*** Given passage
Re: HDFS as Shuffle Service

Mark Hamstra Thu, 28 Apr 2016 11:36:47 -0700

Ah, got it.  While that would be useful, it doesn't address the more
general (and potentially even more beneficial) case where the total number
of worker nodes is fully elastic.  That already starts to push you into the
direction of spitting Spark worker and HDFS data nodes into disjoint sets,
and to compensate for the loss of data locality you start wishing for some
kind of hierarchical storage where at least your hot data can be present on
the Spark workers.  Even without an elastic number of HDFS nodes, you might
well get into a similar kind of desire for hierarchical storage another
layer providing faster access to the shuffle files than is possible using
HDFS -- because I share Reynold's scepticism that HDFS by itself will be up
to demands of handling the shuffle files.  With such a hierarchical split
or Spark-node-local caching layer, considering the more general split
between data and fully elastic worker nodes becomes much more tractable.


On Thu, Apr 28, 2016 at 11:23 AM, Michael Gummelt <[email protected]>
wrote:

> Not disjoint.  Colocated.  By "shrinking", I don't mean any nodes are
> going away.  I mean executors are decreasing in number, which is the case
> with dynamic allocation.  HDFS nodes aren't decreasing in number though,
> and we can still colocate on those nodes, as always.
>
> On Thu, Apr 28, 2016 at 11:19 AM, Mark Hamstra <[email protected]>
> wrote:
>
>> So you are only considering the case where your set of HDFS nodes is
>> disjoint from your dynamic set of Spark Worker nodes?  That would seem to
>> be a pretty significant sacrifice of data locality.
>>
>> On Thu, Apr 28, 2016 at 11:15 AM, Michael Gummelt <[email protected]
>> > wrote:
>>
>>> > if after a work-load burst your cluster dynamically changes from 10000
>>> workers to 1000, will the typical HDFS replication factor be sufficient to
>>> retain access to the shuffle files in HDFS
>>>
>>> HDFS isn't resizing.  Spark is.  HDFS files should be HA and durable.
>>>
>>> On Thu, Apr 28, 2016 at 11:08 AM, Mark Hamstra <[email protected]>
>>> wrote:
>>>
>>>> Yes, replicated and distributed shuffle materializations are key
>>>> requirement to maintain performance in a fully elastic cluster where
>>>> Executors aren't just reallocated across an essentially fixed number of
>>>> Worker nodes, but rather the number of Workers itself is dynamic.
******
**The tasks**
1 > Answer these questions from the HDFS shuffle thread:
(a) According to Michael Gummelt, what is decreasing in number under dynamic allocation?
(b) Whose skepticism about HDFS handling shuffle files does Mark Hamstra say he shares?
(c) In the earliest message, what does Mark Hamstra name as a key requirement for performance in a fully elastic cluster?
2 > Please reproduce the stretch of the HDFS shuffle thread from "On Thu, Apr 28, 2016 at 11:23" through "nodes, as always." word for word.
*** Records shown
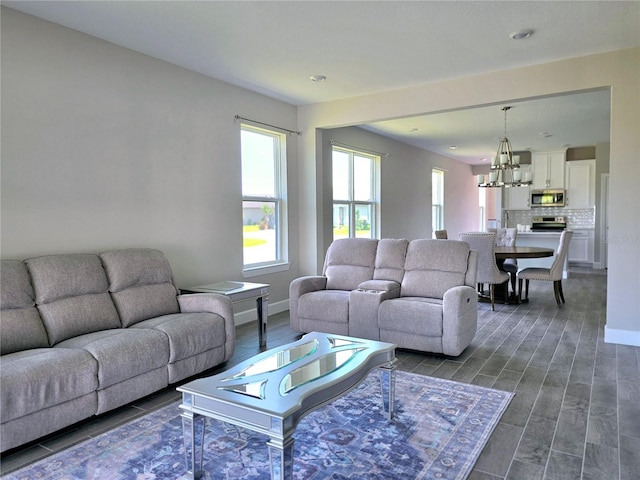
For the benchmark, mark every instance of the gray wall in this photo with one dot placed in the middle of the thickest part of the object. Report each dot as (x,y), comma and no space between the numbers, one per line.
(104,148)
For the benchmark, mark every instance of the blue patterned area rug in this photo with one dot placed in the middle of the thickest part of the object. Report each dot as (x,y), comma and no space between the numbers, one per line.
(438,431)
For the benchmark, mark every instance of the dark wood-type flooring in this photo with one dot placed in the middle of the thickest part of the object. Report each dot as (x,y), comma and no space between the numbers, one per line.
(575,415)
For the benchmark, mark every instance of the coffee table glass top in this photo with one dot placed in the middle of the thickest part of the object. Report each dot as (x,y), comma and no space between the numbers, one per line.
(268,381)
(308,372)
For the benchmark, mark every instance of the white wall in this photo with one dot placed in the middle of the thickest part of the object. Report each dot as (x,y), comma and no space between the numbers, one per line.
(405,178)
(104,148)
(619,71)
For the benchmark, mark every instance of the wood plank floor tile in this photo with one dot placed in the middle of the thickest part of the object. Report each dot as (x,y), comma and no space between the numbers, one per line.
(567,381)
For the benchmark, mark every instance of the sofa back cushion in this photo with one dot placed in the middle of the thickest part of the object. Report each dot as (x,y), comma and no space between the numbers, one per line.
(141,284)
(71,292)
(20,325)
(349,262)
(434,266)
(390,258)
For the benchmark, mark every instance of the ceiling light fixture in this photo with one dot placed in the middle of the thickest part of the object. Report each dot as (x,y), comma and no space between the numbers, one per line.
(505,166)
(521,34)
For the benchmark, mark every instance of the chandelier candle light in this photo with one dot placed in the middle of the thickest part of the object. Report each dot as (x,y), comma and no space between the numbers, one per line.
(505,166)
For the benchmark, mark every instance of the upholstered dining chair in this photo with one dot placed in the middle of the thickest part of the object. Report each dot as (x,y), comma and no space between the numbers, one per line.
(488,272)
(506,237)
(552,274)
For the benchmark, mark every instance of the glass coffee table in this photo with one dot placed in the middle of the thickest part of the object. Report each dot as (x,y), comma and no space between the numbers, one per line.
(272,391)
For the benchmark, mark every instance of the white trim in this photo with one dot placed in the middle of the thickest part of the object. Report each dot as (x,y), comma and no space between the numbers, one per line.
(622,337)
(265,270)
(248,316)
(604,212)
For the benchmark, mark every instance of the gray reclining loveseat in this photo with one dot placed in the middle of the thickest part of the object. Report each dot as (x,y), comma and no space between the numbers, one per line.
(418,294)
(82,334)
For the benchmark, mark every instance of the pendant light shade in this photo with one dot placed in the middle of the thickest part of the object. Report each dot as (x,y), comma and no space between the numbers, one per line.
(505,166)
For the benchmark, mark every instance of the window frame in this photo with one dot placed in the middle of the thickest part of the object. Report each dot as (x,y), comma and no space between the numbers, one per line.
(281,261)
(351,203)
(437,200)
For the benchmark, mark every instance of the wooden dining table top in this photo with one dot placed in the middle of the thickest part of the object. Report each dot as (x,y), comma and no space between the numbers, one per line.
(523,252)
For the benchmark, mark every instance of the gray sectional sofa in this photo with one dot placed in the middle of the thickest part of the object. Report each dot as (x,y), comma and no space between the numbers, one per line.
(81,334)
(418,294)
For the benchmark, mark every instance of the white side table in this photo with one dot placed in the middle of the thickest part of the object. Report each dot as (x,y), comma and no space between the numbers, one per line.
(240,291)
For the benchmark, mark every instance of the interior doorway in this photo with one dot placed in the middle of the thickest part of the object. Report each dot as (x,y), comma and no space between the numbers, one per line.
(604,219)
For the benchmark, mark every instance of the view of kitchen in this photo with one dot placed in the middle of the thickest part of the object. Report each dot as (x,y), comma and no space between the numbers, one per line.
(568,191)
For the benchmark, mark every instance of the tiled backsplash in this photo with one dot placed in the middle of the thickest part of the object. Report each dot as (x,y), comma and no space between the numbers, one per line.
(577,218)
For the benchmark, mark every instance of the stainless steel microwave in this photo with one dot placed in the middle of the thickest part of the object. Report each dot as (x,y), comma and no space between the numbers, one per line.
(547,198)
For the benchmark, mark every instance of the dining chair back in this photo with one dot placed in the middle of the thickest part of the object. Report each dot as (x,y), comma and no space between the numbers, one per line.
(506,237)
(552,274)
(488,272)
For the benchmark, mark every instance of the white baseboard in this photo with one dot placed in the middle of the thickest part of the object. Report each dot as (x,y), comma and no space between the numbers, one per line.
(622,337)
(251,315)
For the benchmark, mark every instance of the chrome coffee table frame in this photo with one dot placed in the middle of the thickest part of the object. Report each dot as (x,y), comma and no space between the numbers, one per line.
(272,391)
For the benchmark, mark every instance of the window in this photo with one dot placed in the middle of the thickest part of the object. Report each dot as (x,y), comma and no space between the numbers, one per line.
(482,202)
(354,194)
(437,200)
(263,192)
******
**Per-task answers**
1 >
(a) Executors.
(b) Reynold's.
(c) Replicated and distributed shuffle materializations.

2 >
On Thu, Apr 28, 2016 at 11:23 AM, Michael Gummelt <[email protected]>
wrote:

> Not disjoint.  Colocated.  By "shrinking", I don't mean any nodes are
> going away.  I mean executors are decreasing in number, which is the case
> with dynamic allocation.  HDFS nodes aren't decreasing in number though,
> and we can still colocate on those nodes, as always.